[Your objective] Please print each record below exactly as it is written.

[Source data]
----------------------------------------

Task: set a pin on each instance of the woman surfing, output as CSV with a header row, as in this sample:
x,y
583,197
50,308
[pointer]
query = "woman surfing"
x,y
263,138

----------------------------------------

[Task answer]
Task: set a pin on each instance of the woman surfing, output as CSV with a header row, as in this sample:
x,y
583,197
50,308
[pointer]
query = "woman surfing"
x,y
263,138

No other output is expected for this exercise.